▶ WORK TO DO
Set out the lines below as a numbered list, skipping any blank lines.

(Examples of point labeling)
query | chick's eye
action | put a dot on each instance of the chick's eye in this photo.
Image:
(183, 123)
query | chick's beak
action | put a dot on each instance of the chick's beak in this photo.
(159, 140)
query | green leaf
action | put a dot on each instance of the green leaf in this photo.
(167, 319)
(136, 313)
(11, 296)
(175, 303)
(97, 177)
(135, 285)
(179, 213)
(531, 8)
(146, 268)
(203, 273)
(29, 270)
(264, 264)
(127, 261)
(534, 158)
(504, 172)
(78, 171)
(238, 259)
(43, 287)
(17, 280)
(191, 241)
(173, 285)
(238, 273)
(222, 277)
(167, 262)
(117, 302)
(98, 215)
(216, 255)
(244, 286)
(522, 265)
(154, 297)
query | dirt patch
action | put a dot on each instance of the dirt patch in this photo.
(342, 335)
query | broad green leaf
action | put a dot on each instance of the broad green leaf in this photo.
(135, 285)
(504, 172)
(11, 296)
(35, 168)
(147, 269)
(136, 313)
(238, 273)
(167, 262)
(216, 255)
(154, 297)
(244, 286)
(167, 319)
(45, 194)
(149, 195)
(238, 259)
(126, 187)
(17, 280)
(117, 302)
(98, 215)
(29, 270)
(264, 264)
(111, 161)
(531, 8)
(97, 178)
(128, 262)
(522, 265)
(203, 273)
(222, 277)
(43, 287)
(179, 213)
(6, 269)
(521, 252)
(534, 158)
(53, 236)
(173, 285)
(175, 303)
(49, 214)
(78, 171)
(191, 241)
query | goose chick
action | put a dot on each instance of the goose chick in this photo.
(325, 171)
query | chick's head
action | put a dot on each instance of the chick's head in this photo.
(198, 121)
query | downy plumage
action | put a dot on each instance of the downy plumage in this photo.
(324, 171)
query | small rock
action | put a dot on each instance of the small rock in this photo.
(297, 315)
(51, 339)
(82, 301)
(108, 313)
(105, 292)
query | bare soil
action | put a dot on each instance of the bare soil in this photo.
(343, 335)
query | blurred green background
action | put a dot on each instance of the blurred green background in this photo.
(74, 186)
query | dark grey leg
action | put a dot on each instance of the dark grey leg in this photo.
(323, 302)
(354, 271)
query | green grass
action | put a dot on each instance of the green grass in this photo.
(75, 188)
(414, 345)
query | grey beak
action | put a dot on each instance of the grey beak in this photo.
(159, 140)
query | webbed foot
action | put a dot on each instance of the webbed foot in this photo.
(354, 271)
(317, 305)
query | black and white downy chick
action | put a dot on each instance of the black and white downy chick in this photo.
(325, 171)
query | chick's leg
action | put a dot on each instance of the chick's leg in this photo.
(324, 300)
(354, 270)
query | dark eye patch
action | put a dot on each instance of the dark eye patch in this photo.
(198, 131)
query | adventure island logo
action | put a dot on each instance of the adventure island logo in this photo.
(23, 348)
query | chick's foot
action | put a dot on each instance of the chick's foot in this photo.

▶ RESULT OF THIS TASK
1. query | chick's eye
2. action | put a dot on each instance of the chick's eye in this photo.
3. Image:
4. (183, 123)
5. query | chick's beak
6. action | put a dot on each instance of the chick's beak in this photo.
7. (159, 140)
8. query | green leaf
9. action | put a dot on each instance of the green leaf in this photo.
10. (167, 319)
11. (136, 313)
12. (11, 296)
13. (175, 303)
14. (97, 177)
15. (135, 285)
16. (179, 213)
17. (531, 8)
18. (146, 268)
19. (203, 273)
20. (29, 270)
21. (264, 264)
22. (127, 261)
23. (534, 158)
24. (504, 172)
25. (78, 171)
26. (238, 259)
27. (43, 287)
28. (17, 280)
29. (191, 241)
30. (173, 285)
31. (238, 273)
32. (222, 277)
33. (167, 262)
34. (117, 302)
35. (98, 215)
36. (216, 255)
37. (244, 286)
38. (522, 265)
39. (154, 297)
40. query | dirt patch
41. action | put a dot on each instance of the dirt patch in this photo.
42. (342, 335)
43. query | broad green leaf
44. action | put a dot on each instance of the broad green leaf in this photo.
45. (135, 285)
46. (504, 172)
47. (11, 296)
48. (35, 168)
49. (147, 269)
50. (136, 313)
51. (238, 273)
52. (167, 262)
53. (216, 255)
54. (154, 297)
55. (244, 286)
56. (167, 319)
57. (45, 194)
58. (149, 195)
59. (238, 259)
60. (126, 187)
61. (17, 280)
62. (117, 302)
63. (98, 215)
64. (29, 270)
65. (264, 264)
66. (111, 161)
67. (531, 8)
68. (97, 178)
69. (128, 262)
70. (522, 265)
71. (203, 273)
72. (222, 277)
73. (43, 287)
74. (179, 213)
75. (6, 269)
76. (521, 252)
77. (534, 158)
78. (53, 236)
79. (173, 285)
80. (175, 303)
81. (49, 214)
82. (78, 171)
83. (191, 241)
84. query | goose chick
85. action | put a dot on each instance of the goose chick in this photo.
86. (325, 171)
87. query | chick's head
88. action | put a dot on each instance of the chick's head in this photo.
89. (198, 121)
90. query | downy plumage
91. action | put a dot on each instance of the downy plumage in this photo.
92. (324, 171)
93. query | small rock
94. action | put a dot on each instance of the small rock in this photo.
95. (297, 315)
96. (51, 339)
97. (82, 301)
98. (108, 313)
99. (105, 292)
100. query | bare soil
101. action | put a dot on each instance of the bare soil in this photo.
102. (343, 335)
103. query | blurred green background
104. action | put a dot on each instance of the blurred green background in this photo.
105. (74, 186)
106. query | dark grey leg
107. action | put a dot on each instance of the dark grey leg in this photo.
108. (323, 302)
109. (354, 271)
110. query | green grass
111. action | put a dot on each instance of the green grass in this photo.
112. (75, 188)
113. (414, 345)
114. query | grey beak
115. action | put a dot on each instance of the grey beak in this photo.
116. (159, 140)
117. query | webbed foot
118. action | put a dot on each instance of the webbed foot in this photo.
119. (354, 271)
120. (317, 305)
121. query | black and white downy chick
122. action | put a dot on each instance of the black and white downy chick in this photo.
123. (325, 171)
124. query | chick's leg
125. action | put a dot on each instance of the chick's leg in this photo.
126. (324, 300)
127. (354, 270)
128. query | dark eye patch
129. action | put a dot on each instance of the dark eye patch in this photo.
130. (198, 131)
131. query | adventure island logo
132. action | put a dot on each instance of the adventure island logo in this photo.
133. (23, 348)
134. query | chick's foot
135. action | put a dot on each instance of the chick's foot in this photo.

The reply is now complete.